• Problem description: In the party-day blog post below, what had Son 1 and The Man sellotaped the bubble wands to?

• Extracted text:
------------------------------------
Sunday, September 20th, 2009

1.  Making Bags

2.  Making Sandwiches

3.  Making Merry

27.  The vegetarian boy’s Mother called off, two older boys turned up… no-one dropped out and I have absolutely no idea who The Last One was.  I am Toast.  Charred and chewed.  Ringing head. Rabid sciatica.  Twitching eyelid.  Compulsive hair twiddling.  Hope you’re ok.  So. Up at the crack.  Son 1 aged 4y 11m with one goal. Doing The Party Bags.  I read to Son 2 aged 2, but we finished too soon. The second we got to the kitchen, Son 2 started unpicking the bubble wands Son 1 and The Man had just carefully sellotaped to the Scooby Do bubbles. Son 1 screamed.  The next thing to go in was the sweets. ”Can we eat them?” said Son 1.  ”Yes. If you eat your breakfast you can have them as your treat in Tonic, Treat and Teeth.”  They gorged parma violets and lollies and chews.  Son 2 gobbled boiled sweets. Choked. Spat out.  The advantage of eight months’ reflux hell is the best gag reflex this side of an eating disorder.     Son 2 happily plopped sweets into each party bag.
------------------------------------
• Information shown:

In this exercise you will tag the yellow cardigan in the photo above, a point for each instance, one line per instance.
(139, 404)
------------------------------------
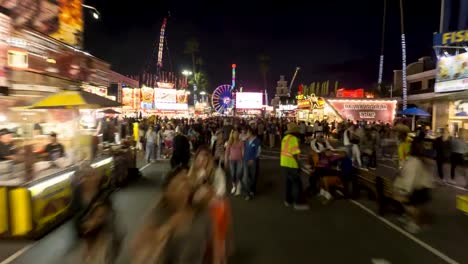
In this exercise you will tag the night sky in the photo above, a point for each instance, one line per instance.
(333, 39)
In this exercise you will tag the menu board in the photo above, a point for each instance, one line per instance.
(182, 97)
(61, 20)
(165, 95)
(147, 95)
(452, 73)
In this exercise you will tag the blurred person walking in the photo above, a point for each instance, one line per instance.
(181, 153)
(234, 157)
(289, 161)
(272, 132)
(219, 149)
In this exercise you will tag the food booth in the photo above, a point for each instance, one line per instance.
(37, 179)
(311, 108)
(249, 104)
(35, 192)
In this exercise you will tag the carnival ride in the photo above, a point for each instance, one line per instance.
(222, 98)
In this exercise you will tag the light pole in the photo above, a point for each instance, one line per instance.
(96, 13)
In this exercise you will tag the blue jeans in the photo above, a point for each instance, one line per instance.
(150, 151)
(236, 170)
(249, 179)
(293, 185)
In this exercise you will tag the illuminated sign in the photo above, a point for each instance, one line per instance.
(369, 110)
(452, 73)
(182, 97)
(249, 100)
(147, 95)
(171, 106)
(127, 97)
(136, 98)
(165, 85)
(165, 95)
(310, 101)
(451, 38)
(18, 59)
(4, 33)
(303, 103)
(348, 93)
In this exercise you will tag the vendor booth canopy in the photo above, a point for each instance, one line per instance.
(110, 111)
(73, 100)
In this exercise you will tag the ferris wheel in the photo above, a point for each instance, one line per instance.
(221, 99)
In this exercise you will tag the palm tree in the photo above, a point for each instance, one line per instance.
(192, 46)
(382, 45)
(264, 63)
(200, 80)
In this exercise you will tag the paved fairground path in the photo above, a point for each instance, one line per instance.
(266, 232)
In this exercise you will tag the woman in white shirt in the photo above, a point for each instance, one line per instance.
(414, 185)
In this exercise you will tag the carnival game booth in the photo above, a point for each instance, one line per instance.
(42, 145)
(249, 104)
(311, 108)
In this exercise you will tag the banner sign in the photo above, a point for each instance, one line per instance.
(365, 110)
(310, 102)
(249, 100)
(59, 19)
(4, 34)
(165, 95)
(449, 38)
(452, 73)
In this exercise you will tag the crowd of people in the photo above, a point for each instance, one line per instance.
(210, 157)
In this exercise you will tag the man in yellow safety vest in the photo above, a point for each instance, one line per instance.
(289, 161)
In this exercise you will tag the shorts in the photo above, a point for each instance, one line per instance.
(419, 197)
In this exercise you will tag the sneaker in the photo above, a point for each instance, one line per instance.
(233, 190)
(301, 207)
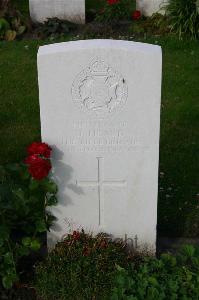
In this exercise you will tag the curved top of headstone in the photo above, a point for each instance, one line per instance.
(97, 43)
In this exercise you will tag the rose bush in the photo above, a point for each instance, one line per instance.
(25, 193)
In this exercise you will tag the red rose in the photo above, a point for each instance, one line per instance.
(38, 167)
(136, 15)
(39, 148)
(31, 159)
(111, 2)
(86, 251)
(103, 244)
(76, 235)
------------------------------------
• Response below: The Scooby Do bubbles.